__DIRECTIONS__
Rescale the items from the line containing "For the evaluation set, spot each instance of the black and" through the end of the items. Give every line again with the request text unchanged, and multiply each coordinate in the answers by 1.1, rounding to whole numbers with halves rounded up.

╭─ ENTRIES PROVIDED

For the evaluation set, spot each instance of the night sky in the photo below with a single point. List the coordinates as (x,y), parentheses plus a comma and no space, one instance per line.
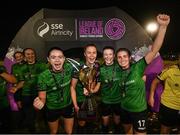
(15,14)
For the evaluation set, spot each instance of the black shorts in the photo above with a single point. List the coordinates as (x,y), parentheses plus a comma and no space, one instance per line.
(169,117)
(108,109)
(137,119)
(54,114)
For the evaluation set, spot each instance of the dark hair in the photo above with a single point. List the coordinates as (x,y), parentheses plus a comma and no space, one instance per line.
(54,48)
(29,49)
(109,47)
(88,45)
(17,53)
(123,49)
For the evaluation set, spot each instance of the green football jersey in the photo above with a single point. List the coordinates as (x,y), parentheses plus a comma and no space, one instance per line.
(3,91)
(57,86)
(133,87)
(29,74)
(109,78)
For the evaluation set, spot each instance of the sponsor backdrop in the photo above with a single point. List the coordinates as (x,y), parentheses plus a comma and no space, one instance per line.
(73,29)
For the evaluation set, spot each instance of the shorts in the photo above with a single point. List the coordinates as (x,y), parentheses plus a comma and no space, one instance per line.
(108,109)
(137,119)
(169,117)
(54,114)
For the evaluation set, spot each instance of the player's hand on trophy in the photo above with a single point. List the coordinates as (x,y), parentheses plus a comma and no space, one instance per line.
(76,108)
(38,104)
(85,92)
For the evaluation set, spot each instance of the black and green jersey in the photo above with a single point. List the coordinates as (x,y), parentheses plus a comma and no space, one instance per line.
(3,91)
(57,86)
(109,78)
(29,74)
(133,87)
(79,87)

╰─

__SOLVED EXERCISE__
For the evaluation set, spot each instance of the black and green jersey in the photo above with a single point. List the coordinates as (x,y), parentheses plus a comma and no space, one instance per line.
(3,100)
(63,95)
(120,86)
(32,81)
(146,96)
(87,96)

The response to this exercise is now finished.